Work to do = Report how many lines of the data below contain the string "stripe", matching case exactly. Give only the number.

--- START Material supplied ---

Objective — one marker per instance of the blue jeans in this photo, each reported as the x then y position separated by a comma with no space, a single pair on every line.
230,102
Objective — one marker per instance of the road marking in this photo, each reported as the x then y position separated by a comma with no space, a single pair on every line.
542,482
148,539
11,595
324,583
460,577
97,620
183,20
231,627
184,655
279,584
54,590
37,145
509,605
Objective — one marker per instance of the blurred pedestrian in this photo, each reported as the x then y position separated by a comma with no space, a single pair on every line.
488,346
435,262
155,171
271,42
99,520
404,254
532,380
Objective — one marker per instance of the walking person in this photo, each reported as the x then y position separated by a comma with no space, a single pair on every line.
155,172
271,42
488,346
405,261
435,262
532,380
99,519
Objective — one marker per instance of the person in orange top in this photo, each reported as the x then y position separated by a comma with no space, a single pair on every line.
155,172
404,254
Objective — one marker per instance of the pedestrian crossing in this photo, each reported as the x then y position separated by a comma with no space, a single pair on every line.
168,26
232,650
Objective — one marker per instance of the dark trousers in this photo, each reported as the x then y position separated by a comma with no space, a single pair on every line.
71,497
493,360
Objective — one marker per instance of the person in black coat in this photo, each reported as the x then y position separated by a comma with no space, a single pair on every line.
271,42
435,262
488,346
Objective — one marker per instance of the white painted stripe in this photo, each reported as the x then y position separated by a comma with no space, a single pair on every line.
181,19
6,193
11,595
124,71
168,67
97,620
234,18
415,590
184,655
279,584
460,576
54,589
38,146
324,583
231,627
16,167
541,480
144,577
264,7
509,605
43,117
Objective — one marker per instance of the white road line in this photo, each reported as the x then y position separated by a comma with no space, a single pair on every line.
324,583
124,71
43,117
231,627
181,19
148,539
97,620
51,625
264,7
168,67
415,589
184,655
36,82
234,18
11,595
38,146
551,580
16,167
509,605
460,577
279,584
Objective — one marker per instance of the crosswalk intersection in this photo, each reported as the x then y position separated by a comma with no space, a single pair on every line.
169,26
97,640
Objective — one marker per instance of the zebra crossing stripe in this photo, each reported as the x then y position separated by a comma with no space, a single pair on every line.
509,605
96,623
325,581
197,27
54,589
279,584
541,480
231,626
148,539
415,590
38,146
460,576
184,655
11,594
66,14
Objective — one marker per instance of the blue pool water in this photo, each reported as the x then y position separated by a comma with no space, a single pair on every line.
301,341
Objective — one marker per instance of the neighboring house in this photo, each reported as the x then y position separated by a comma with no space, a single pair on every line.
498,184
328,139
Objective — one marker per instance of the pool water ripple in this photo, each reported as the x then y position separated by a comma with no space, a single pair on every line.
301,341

--- END Material supplied ---
--- START Material supplied ---

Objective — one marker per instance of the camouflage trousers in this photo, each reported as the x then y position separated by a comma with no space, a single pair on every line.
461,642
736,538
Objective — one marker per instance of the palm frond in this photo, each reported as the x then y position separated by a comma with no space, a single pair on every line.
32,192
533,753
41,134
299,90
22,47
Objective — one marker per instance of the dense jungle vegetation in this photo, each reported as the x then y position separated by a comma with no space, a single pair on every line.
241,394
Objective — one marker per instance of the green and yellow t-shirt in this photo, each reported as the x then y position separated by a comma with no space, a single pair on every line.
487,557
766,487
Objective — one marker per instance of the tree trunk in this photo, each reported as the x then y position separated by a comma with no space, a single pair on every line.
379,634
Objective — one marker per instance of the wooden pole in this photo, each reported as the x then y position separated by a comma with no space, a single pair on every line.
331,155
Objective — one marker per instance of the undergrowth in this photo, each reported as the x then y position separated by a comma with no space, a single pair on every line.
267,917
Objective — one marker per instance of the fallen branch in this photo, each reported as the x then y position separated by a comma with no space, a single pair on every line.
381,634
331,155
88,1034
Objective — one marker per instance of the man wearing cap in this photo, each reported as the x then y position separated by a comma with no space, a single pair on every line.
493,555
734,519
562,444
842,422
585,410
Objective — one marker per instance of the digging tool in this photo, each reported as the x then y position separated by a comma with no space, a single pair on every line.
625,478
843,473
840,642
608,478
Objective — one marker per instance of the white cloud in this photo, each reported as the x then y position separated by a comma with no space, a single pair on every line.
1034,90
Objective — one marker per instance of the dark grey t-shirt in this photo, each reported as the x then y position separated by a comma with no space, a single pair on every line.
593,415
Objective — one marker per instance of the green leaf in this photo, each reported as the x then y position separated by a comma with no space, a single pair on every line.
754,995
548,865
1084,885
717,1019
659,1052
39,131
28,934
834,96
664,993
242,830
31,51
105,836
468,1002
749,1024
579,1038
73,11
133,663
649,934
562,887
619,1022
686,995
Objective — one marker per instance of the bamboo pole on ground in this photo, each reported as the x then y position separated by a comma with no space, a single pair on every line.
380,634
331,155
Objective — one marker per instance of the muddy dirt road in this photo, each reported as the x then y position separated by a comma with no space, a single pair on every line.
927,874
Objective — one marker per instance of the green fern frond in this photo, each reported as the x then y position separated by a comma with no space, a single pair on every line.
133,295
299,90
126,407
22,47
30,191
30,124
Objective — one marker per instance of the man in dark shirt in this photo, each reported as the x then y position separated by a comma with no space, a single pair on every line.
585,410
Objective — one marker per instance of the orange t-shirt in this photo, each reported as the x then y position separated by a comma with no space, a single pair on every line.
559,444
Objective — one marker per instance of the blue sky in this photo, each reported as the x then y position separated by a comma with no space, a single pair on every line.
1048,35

--- END Material supplied ---

Result = 2